EXERCISE DIRECTIONS: Copy the records that follow exactly as written, but not their pictures.

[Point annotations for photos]
○ ○ ○

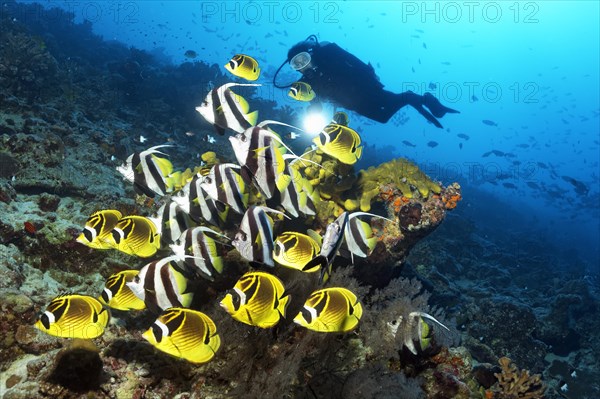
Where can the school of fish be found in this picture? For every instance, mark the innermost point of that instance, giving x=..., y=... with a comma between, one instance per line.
x=189, y=230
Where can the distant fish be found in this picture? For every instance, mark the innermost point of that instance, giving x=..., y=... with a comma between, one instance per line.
x=497, y=153
x=301, y=91
x=243, y=66
x=190, y=54
x=209, y=139
x=341, y=118
x=580, y=187
x=489, y=122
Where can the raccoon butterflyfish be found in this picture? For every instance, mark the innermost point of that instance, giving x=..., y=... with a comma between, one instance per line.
x=301, y=91
x=186, y=334
x=340, y=142
x=136, y=235
x=243, y=66
x=260, y=154
x=161, y=286
x=118, y=295
x=224, y=184
x=254, y=239
x=150, y=174
x=332, y=240
x=98, y=228
x=226, y=110
x=295, y=250
x=330, y=310
x=74, y=316
x=341, y=118
x=197, y=252
x=257, y=299
x=358, y=235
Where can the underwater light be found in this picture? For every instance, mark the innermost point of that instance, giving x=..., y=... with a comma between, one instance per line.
x=315, y=120
x=314, y=123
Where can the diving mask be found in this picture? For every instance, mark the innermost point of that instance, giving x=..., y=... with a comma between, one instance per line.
x=300, y=61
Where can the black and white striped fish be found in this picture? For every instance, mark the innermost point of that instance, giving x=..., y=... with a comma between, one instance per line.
x=254, y=239
x=226, y=185
x=172, y=221
x=226, y=110
x=194, y=200
x=161, y=286
x=299, y=197
x=198, y=253
x=148, y=172
x=358, y=236
x=258, y=153
x=332, y=240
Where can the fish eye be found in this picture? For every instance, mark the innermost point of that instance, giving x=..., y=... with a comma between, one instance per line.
x=157, y=332
x=235, y=300
x=45, y=321
x=88, y=235
x=306, y=315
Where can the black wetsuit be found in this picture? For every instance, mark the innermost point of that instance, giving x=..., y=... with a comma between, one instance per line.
x=342, y=78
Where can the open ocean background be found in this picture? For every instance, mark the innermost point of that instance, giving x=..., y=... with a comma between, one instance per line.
x=514, y=269
x=529, y=67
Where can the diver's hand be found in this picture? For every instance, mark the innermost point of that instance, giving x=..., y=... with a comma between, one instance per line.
x=428, y=116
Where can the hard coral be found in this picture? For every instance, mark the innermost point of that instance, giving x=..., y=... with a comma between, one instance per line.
x=515, y=384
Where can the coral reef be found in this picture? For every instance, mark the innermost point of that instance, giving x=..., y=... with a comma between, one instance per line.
x=517, y=384
x=60, y=152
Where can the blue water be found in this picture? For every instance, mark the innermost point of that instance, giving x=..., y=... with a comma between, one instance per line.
x=530, y=67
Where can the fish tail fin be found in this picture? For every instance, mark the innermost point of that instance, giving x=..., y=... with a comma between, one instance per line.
x=283, y=303
x=252, y=117
x=282, y=182
x=325, y=273
x=316, y=262
x=358, y=152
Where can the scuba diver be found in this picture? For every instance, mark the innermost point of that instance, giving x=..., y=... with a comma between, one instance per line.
x=339, y=76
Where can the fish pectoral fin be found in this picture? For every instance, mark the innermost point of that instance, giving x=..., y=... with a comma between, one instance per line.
x=282, y=182
x=252, y=118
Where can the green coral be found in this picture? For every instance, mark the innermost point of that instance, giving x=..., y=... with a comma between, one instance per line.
x=338, y=183
x=401, y=173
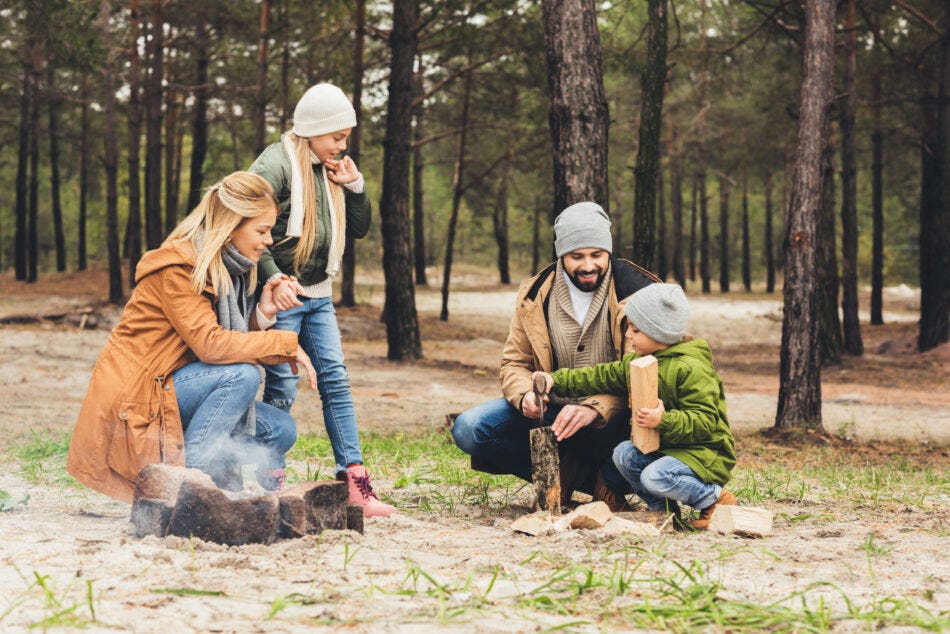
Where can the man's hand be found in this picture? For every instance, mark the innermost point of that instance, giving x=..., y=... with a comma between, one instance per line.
x=571, y=419
x=650, y=417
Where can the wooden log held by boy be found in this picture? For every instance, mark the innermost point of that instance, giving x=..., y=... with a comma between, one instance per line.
x=643, y=393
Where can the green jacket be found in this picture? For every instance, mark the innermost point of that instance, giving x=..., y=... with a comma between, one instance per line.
x=694, y=428
x=274, y=166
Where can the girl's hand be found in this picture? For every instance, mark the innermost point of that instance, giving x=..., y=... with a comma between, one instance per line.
x=343, y=171
x=650, y=417
x=304, y=360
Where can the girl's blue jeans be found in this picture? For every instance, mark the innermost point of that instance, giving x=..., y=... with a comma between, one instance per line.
x=319, y=336
x=212, y=400
x=657, y=478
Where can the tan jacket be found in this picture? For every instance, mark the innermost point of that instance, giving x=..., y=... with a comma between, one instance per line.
x=528, y=347
x=130, y=415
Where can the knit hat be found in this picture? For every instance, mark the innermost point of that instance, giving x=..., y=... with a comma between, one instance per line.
x=582, y=226
x=323, y=109
x=660, y=311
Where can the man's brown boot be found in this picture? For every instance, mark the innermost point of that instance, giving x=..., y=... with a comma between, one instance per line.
x=726, y=498
x=615, y=502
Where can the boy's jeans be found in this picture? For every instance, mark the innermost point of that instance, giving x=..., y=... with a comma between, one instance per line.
x=319, y=336
x=212, y=400
x=657, y=478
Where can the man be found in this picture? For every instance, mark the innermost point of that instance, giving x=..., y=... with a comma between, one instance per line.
x=566, y=316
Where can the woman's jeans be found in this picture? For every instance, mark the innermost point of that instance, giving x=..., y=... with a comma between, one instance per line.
x=658, y=478
x=319, y=336
x=213, y=400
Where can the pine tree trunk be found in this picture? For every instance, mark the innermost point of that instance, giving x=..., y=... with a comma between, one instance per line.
x=723, y=234
x=935, y=207
x=769, y=232
x=877, y=206
x=578, y=114
x=22, y=172
x=829, y=329
x=133, y=232
x=746, y=247
x=153, y=128
x=402, y=323
x=458, y=188
x=348, y=281
x=110, y=159
x=799, y=401
x=851, y=326
x=53, y=106
x=260, y=101
x=81, y=244
x=652, y=81
x=199, y=113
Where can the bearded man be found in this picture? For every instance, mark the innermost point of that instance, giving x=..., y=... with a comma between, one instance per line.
x=567, y=316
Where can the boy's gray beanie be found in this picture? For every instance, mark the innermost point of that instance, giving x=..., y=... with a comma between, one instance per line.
x=582, y=226
x=660, y=311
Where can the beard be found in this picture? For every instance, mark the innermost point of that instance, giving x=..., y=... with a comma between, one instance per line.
x=587, y=287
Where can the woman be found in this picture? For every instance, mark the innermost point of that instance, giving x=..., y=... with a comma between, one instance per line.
x=321, y=198
x=177, y=379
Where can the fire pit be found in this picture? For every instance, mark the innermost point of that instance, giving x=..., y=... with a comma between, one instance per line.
x=171, y=500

○ ○ ○

TASK OUTPUT:
Where can the school of fish be found in this picture? For every instance, mark the innermost point of that instance, giving x=..., y=... with a comma between, one instance per line.
x=189, y=230
Where can the distant fish be found in this picture? For every instance, mark the innermost point of that instance, giving x=..., y=... with a comma between, one instance per line.
x=497, y=153
x=301, y=91
x=243, y=66
x=190, y=54
x=209, y=139
x=341, y=118
x=580, y=187
x=489, y=122
Where can the raccoon butterflyfish be found in this picture? For every instance, mark the innermost point of that instance, giving x=..., y=... with a comma between, one instance per line.
x=301, y=91
x=186, y=334
x=340, y=142
x=136, y=235
x=243, y=66
x=260, y=154
x=161, y=286
x=118, y=295
x=224, y=184
x=254, y=239
x=150, y=174
x=332, y=240
x=98, y=228
x=226, y=110
x=295, y=250
x=330, y=310
x=74, y=316
x=341, y=118
x=197, y=252
x=257, y=299
x=358, y=235
Where can the underwater light be found in this picture? For every instance, mark the innermost point of that instance, giving x=..., y=... with a comma between, one instance per line.
x=315, y=120
x=314, y=123
Where can the diving mask be found in this picture? For every instance, mark the innermost point of that instance, giving x=..., y=... with a comma between, one instance per line.
x=300, y=61
Where can the black and white striped fish be found in this picture? For every instance, mark the innermost point of that instance, giving x=..., y=... with a comma between, one instance per line.
x=254, y=239
x=226, y=185
x=172, y=221
x=226, y=110
x=194, y=200
x=161, y=286
x=299, y=197
x=198, y=253
x=148, y=172
x=358, y=236
x=258, y=153
x=332, y=240
Where can the fish eye be found in this picture? For every instance, mark the innermost point of that instance, giving x=..., y=... with a comma between, one instance per line.
x=157, y=332
x=235, y=300
x=45, y=321
x=88, y=235
x=306, y=315
Where can the black wetsuit be found in this picture? For every instance, mark the innermost point of that instance, giving x=..., y=... with a comma between, one instance per line.
x=342, y=78
Where can the open ocean background be found in this picture? For every instance, mark the innermost point of that instance, giving x=..., y=... with a comma between, one instance per line.
x=514, y=269
x=529, y=67
Where can the diver's hand be found in this picture? For every instance, mark the innermost point of that instance, giving x=..., y=... with a comma between, one instance per line.
x=428, y=116
Where can the hard coral be found in this picture? For every instance, mark the innermost point of that instance, giving x=..., y=... with a comma between, one instance per line.
x=515, y=384
Where can the coral reef be found in this picture? For every instance, mark the innermost point of that instance, giving x=..., y=... with a comma between, one instance per line.
x=517, y=384
x=60, y=152
Where can the blue water be found in this picture? For every instance, mark the innermost point of that instance, giving x=..., y=... with a comma between, one instance per line.
x=530, y=67
Where can the fish tail fin be found in this picture? For every instance, mark the innermost point of that instance, giving x=..., y=... with a comma between, one instance per line.
x=283, y=303
x=252, y=117
x=282, y=182
x=325, y=273
x=316, y=262
x=358, y=152
Where can the scuba diver be found in this picture? For every instance, mark the innermost point of that instance, giving x=..., y=... with a comma between, one instance per line.
x=339, y=76
Where can the fish pectoral fin be found in this picture? For every instance, mark the innermost point of that instance, giving x=..., y=... with a comma between, one instance per line.
x=282, y=182
x=252, y=118
Where can the green coral be found in this picture? For every instance, mark the innermost point of that instance, giving x=..., y=... with a comma between, one instance per line.
x=338, y=183
x=401, y=173
Where can the man's hand be found in this picture? For every instance, mark the innermost point of that instance, giving x=..., y=... with a comma between, one instance per line.
x=571, y=419
x=650, y=417
Where can the wooden log held by boy be found in this picture? For every instance, mark the innermost point of that instance, giving x=..., y=... with a comma between, one instance per line.
x=643, y=393
Where can the green jacket be found in this picture? For every instance, mark the innermost point of that instance, giving x=..., y=... with a comma between, one instance per line.
x=694, y=428
x=274, y=166
Where can the girl's hand be found in this picture? For every instance, mark the innermost point of that instance, giving x=..., y=... with a comma between, one instance per line.
x=343, y=171
x=650, y=417
x=304, y=360
Where can the girl's blue jeans be found in this picture? For every instance, mark the innermost point of that instance, giving x=..., y=... with a comma between, one instance per line.
x=319, y=336
x=212, y=400
x=657, y=478
Where can the tan jacket be found in this picture? For every instance, mark the innermost point of that instance, giving x=..., y=... with a comma between, one instance per line.
x=528, y=347
x=130, y=415
Where can the knit hat be found in this picture? For every instance, mark the innermost point of that instance, giving x=..., y=... with a comma between, one instance per line.
x=582, y=226
x=323, y=109
x=660, y=311
Where can the man's brown boot be found in this picture? For every instance, mark the innermost point of that instance, giving x=..., y=... with a comma between, one instance per line.
x=726, y=498
x=615, y=502
Where can the boy's jeans be found in this picture? For every instance, mark the innermost point of that instance, giving x=..., y=... with a comma between, one instance per line.
x=319, y=336
x=212, y=400
x=657, y=478
Where can the man be found in this picture? For every instance, mark the innermost point of that instance, giving x=..., y=... with a comma between, one instance per line.
x=566, y=316
Where can the woman's jeans be found in this picture? For every instance, mark the innermost point of that instance, giving x=..., y=... with a comma between, one instance per line.
x=658, y=478
x=319, y=336
x=213, y=400
Where can the pine tree trunk be found in this picture? For every instance, mark the innermost point of that instance, giving x=..., y=... with a comma between, one instance per line.
x=723, y=234
x=935, y=207
x=769, y=232
x=877, y=206
x=578, y=114
x=22, y=172
x=829, y=329
x=133, y=232
x=746, y=247
x=153, y=128
x=402, y=323
x=458, y=188
x=348, y=281
x=110, y=159
x=799, y=401
x=851, y=326
x=53, y=106
x=260, y=101
x=81, y=244
x=652, y=81
x=199, y=113
Where can the bearded man be found in this picture? For every instance, mark the innermost point of that instance, giving x=..., y=... with a comma between, one instance per line.
x=567, y=316
Where can the boy's gray beanie be found in this picture? For every instance, mark the innermost point of that instance, giving x=..., y=... with a comma between, one instance per line.
x=582, y=226
x=660, y=311
Where can the beard be found in this picture? For every instance, mark the innermost point of that instance, giving x=..., y=... with a comma between, one instance per line.
x=587, y=287
Where can the woman be found in this picture? For every instance, mark the innermost point of that instance, giving x=..., y=... with a comma between, one instance per line.
x=321, y=198
x=177, y=379
Where can the fire pit be found in this picture? For every instance, mark the innermost point of that instance, giving x=..., y=... with a comma between, one instance per line.
x=171, y=500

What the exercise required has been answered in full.